▸ **YOUR GOAL**
Count the lines below that contain the string "light", treating uppercase and lowercase as different, and reply with only that number.

Lines of data
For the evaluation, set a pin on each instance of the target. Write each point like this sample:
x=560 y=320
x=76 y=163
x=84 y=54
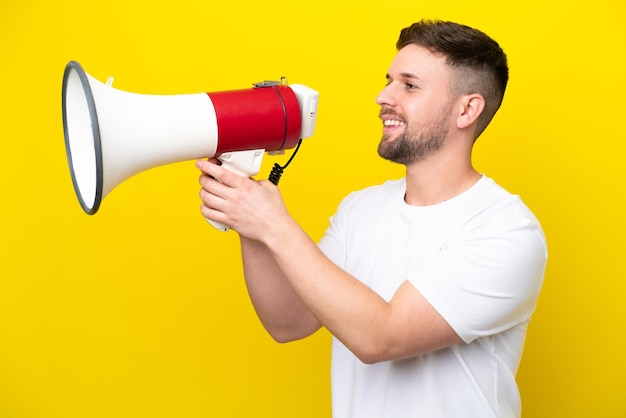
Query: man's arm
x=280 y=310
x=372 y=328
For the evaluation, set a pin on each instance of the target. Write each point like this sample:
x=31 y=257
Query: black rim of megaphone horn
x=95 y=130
...
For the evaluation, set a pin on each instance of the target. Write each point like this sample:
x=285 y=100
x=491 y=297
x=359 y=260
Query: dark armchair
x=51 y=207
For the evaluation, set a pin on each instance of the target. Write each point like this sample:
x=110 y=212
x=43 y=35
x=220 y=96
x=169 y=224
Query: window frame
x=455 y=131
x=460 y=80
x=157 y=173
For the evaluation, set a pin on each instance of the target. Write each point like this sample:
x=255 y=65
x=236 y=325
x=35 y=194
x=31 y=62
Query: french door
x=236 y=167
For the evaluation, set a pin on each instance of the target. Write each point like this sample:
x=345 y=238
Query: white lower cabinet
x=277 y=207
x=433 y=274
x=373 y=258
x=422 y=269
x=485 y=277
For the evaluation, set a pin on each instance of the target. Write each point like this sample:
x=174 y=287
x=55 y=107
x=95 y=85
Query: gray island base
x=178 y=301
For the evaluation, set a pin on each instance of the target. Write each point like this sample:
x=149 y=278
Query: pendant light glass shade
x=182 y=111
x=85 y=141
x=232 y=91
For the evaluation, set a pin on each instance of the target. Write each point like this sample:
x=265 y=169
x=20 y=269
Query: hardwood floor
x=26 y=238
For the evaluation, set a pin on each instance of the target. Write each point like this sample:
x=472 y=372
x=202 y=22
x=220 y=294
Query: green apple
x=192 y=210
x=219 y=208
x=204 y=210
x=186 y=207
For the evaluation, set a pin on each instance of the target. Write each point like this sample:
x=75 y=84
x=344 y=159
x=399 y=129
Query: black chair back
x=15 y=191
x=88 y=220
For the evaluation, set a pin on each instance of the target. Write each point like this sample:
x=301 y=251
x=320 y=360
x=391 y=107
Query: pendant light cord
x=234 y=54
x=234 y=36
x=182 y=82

▸ **OUTPUT BELOW**
2